Exercise prompt: In the entries below, how many lines contain the string "array", with case counting? Reply with the number alone.

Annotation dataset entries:
((

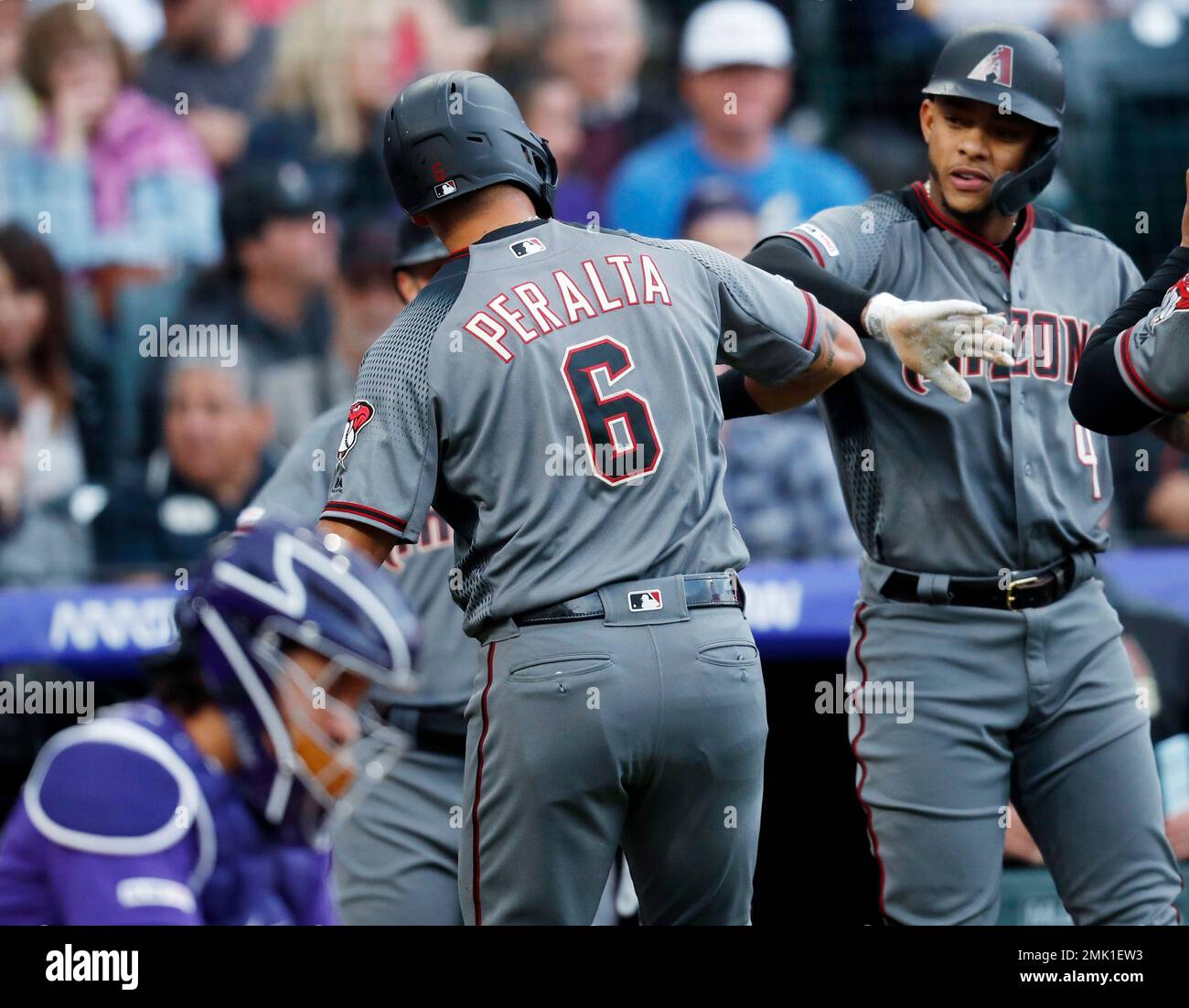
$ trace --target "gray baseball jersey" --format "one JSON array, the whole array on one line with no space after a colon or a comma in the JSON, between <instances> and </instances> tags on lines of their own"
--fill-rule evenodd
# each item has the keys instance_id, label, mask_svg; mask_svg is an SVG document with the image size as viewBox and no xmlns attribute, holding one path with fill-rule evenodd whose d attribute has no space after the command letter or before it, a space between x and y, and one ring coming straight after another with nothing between
<instances>
[{"instance_id":1,"label":"gray baseball jersey","mask_svg":"<svg viewBox=\"0 0 1189 1008\"><path fill-rule=\"evenodd\" d=\"M768 240L799 242L873 292L967 298L1018 327L1014 367L961 360L968 404L881 345L825 393L851 522L873 560L986 577L1106 548L1107 441L1074 422L1069 390L1090 332L1143 282L1126 253L1030 206L1008 258L944 218L920 183Z\"/></svg>"},{"instance_id":2,"label":"gray baseball jersey","mask_svg":"<svg viewBox=\"0 0 1189 1008\"><path fill-rule=\"evenodd\" d=\"M1160 412L1189 409L1189 276L1115 340L1115 364L1141 403Z\"/></svg>"},{"instance_id":3,"label":"gray baseball jersey","mask_svg":"<svg viewBox=\"0 0 1189 1008\"><path fill-rule=\"evenodd\" d=\"M993 922L1011 801L1076 921L1172 922L1179 875L1147 719L1118 617L1093 579L1089 550L1107 542L1106 439L1069 411L1090 330L1140 285L1138 271L1101 234L1034 207L1008 256L943 216L919 183L818 214L782 240L868 290L977 301L1019 327L1014 366L961 361L967 404L885 346L825 396L868 554L848 712L882 913ZM1065 554L1076 586L1050 605L942 601L938 578L1027 571ZM882 594L893 567L937 577L919 579L920 601L898 601Z\"/></svg>"},{"instance_id":4,"label":"gray baseball jersey","mask_svg":"<svg viewBox=\"0 0 1189 1008\"><path fill-rule=\"evenodd\" d=\"M501 228L367 352L322 516L409 542L433 504L471 635L611 582L737 569L713 366L793 378L818 319L697 242Z\"/></svg>"},{"instance_id":5,"label":"gray baseball jersey","mask_svg":"<svg viewBox=\"0 0 1189 1008\"><path fill-rule=\"evenodd\" d=\"M240 516L241 524L265 516L295 524L317 519L346 414L346 404L334 407L302 433ZM476 645L463 634L463 616L449 594L453 538L449 525L429 512L417 542L395 547L384 563L421 618L423 631L417 656L422 686L414 697L402 698L407 706L455 706L461 712L471 695Z\"/></svg>"}]
</instances>

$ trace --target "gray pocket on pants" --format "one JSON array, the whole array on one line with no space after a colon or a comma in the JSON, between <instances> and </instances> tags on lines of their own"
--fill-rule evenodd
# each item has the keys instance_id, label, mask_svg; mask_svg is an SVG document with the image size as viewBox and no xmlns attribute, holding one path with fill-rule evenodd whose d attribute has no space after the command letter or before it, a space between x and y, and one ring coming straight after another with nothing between
<instances>
[{"instance_id":1,"label":"gray pocket on pants","mask_svg":"<svg viewBox=\"0 0 1189 1008\"><path fill-rule=\"evenodd\" d=\"M759 662L760 651L753 641L711 641L698 648L698 661L724 668L743 668Z\"/></svg>"},{"instance_id":2,"label":"gray pocket on pants","mask_svg":"<svg viewBox=\"0 0 1189 1008\"><path fill-rule=\"evenodd\" d=\"M587 675L611 664L611 656L597 651L571 655L551 655L517 662L508 670L511 682L541 682L548 679L570 679Z\"/></svg>"}]
</instances>

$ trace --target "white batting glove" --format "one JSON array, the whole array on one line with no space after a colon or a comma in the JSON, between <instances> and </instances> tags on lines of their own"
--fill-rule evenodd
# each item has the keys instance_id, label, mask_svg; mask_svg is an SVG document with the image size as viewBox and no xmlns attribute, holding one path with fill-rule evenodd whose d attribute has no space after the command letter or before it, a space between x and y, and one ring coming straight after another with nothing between
<instances>
[{"instance_id":1,"label":"white batting glove","mask_svg":"<svg viewBox=\"0 0 1189 1008\"><path fill-rule=\"evenodd\" d=\"M877 294L867 304L867 332L895 351L904 365L960 403L970 386L954 370L955 357L981 357L1005 367L1015 363L1002 317L973 301L901 301Z\"/></svg>"}]
</instances>

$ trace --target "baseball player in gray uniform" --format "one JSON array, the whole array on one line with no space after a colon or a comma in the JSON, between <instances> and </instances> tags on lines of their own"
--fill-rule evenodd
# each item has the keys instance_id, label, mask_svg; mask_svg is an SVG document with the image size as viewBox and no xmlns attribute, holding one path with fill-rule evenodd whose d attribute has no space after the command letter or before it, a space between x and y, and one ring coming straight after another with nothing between
<instances>
[{"instance_id":1,"label":"baseball player in gray uniform","mask_svg":"<svg viewBox=\"0 0 1189 1008\"><path fill-rule=\"evenodd\" d=\"M857 338L709 247L551 220L556 164L490 77L409 86L385 159L453 254L364 360L320 528L377 562L430 505L454 529L464 915L590 924L622 842L643 922L746 924L767 724L715 361L791 408Z\"/></svg>"},{"instance_id":2,"label":"baseball player in gray uniform","mask_svg":"<svg viewBox=\"0 0 1189 1008\"><path fill-rule=\"evenodd\" d=\"M791 409L862 364L857 338L707 246L552 220L548 145L484 75L407 88L385 160L452 256L364 360L322 528L377 562L430 505L454 529L483 645L463 912L589 924L622 844L643 922L746 924L767 724L715 363ZM982 311L887 317L948 358L950 316Z\"/></svg>"},{"instance_id":3,"label":"baseball player in gray uniform","mask_svg":"<svg viewBox=\"0 0 1189 1008\"><path fill-rule=\"evenodd\" d=\"M1181 245L1090 338L1069 407L1102 434L1145 427L1189 452L1189 172Z\"/></svg>"},{"instance_id":4,"label":"baseball player in gray uniform","mask_svg":"<svg viewBox=\"0 0 1189 1008\"><path fill-rule=\"evenodd\" d=\"M880 290L996 304L1019 334L1011 366L962 361L961 411L877 345L824 397L866 552L848 672L880 909L994 922L1011 800L1077 924L1172 924L1147 714L1094 577L1106 443L1069 411L1087 335L1140 277L1101 234L1031 204L1064 107L1043 37L963 32L925 94L927 183L748 257L860 325ZM883 712L910 688L907 717Z\"/></svg>"},{"instance_id":5,"label":"baseball player in gray uniform","mask_svg":"<svg viewBox=\"0 0 1189 1008\"><path fill-rule=\"evenodd\" d=\"M424 285L419 281L420 286ZM271 479L240 516L251 525L285 516L295 524L317 519L329 490L348 403L327 410L294 442ZM348 925L461 925L458 848L463 834L463 769L466 720L477 644L463 632L463 611L449 593L454 534L430 511L415 544L396 546L384 561L420 617L416 694L375 697L384 719L404 732L410 748L378 783L357 794L334 833L335 901ZM360 766L378 743L364 738ZM616 924L615 897L627 886L612 871L594 924Z\"/></svg>"},{"instance_id":6,"label":"baseball player in gray uniform","mask_svg":"<svg viewBox=\"0 0 1189 1008\"><path fill-rule=\"evenodd\" d=\"M397 229L392 285L411 301L445 262L445 246L411 225ZM271 479L239 517L294 524L317 521L326 503L347 404L315 420L294 442ZM334 837L334 882L345 924L460 925L458 842L463 808L463 756L476 644L463 632L463 613L449 596L453 533L430 512L416 543L397 546L384 560L421 618L417 656L421 687L414 695L377 698L410 749L378 785L353 796L352 814ZM361 766L364 751L357 754Z\"/></svg>"}]
</instances>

))

Completed task: 4